▶ [Given request]
Rename "result" to "detections" everywhere in the material and change nothing else.

# START OF Records for this exercise

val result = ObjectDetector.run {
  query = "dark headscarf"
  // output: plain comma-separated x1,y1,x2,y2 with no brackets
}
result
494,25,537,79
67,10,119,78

# END OF Records for this exercise

▶ [Response]
val detections = ObjectDetector.run {
  query = "dark headscarf"
  // output: plain comma-separated x1,y1,x2,y2 with no brackets
}
detections
494,25,537,79
67,10,119,78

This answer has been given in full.